(Object outline annotations)
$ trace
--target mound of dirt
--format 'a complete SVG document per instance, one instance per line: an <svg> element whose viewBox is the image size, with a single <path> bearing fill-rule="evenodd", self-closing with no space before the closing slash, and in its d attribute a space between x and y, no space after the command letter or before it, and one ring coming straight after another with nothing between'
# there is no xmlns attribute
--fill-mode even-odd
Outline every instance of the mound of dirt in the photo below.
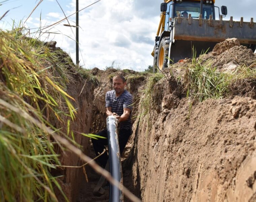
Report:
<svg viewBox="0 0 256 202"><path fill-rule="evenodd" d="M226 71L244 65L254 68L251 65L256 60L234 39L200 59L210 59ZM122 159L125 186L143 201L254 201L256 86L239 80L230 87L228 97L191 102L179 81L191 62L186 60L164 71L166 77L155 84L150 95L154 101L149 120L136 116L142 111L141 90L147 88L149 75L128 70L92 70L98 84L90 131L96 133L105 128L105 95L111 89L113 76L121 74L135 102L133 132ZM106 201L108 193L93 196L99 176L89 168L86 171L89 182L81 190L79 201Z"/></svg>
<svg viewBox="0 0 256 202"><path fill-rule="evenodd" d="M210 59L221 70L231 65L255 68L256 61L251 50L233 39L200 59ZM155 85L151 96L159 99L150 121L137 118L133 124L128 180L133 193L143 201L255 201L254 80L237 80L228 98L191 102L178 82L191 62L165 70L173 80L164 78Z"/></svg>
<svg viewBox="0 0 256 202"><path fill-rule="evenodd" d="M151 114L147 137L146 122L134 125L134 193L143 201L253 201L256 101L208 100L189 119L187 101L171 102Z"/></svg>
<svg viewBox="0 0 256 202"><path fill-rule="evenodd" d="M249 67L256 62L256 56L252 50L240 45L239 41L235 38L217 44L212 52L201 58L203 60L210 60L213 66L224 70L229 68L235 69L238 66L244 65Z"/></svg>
==
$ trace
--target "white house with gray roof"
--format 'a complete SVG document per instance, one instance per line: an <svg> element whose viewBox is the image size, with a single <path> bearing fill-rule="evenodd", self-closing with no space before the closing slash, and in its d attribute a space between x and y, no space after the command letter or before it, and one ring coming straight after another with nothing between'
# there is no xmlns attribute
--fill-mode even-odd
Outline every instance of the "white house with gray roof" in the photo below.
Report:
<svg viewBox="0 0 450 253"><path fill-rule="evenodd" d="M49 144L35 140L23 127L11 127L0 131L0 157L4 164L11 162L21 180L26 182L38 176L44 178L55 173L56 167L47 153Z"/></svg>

# Written request
List every line in the rows above that contains the word "below", copying each such line in full.

# Written solution
Outline every instance of the mound of dirt in the photo below.
Outline every instance of the "white house with gray roof" in the photo below.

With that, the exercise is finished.